◆ **ACTIVITY**
In this exercise, every entry below is to be reproduced word for word.

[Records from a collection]
● ● ● ●

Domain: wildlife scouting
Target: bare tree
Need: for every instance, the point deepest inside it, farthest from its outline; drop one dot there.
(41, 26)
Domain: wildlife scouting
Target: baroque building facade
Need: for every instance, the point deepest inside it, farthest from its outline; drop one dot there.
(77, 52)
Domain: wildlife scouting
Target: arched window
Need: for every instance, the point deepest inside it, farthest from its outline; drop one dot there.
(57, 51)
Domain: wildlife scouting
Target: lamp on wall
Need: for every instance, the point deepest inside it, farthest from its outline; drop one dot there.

● ● ● ●

◆ **SOLUTION FOR THIS PROBLEM**
Domain: wildlife scouting
Target: bare tree
Need: for every instance, the point deepest inside it, farthest from its outline; drop one dot there.
(41, 26)
Domain: wildlife scouting
Target: baroque building facade
Need: for every instance, the point deepest inside it, farthest from its outline; drop one dot there.
(77, 52)
Domain: wildlife scouting
Target: arched window
Need: for every instance, the point deepest inside it, farthest from its outline; drop one dot there.
(57, 51)
Domain: wildlife scouting
Target: lamp on wall
Need: for every instance, the point deepest inside it, farthest from its outline; drop one dot there.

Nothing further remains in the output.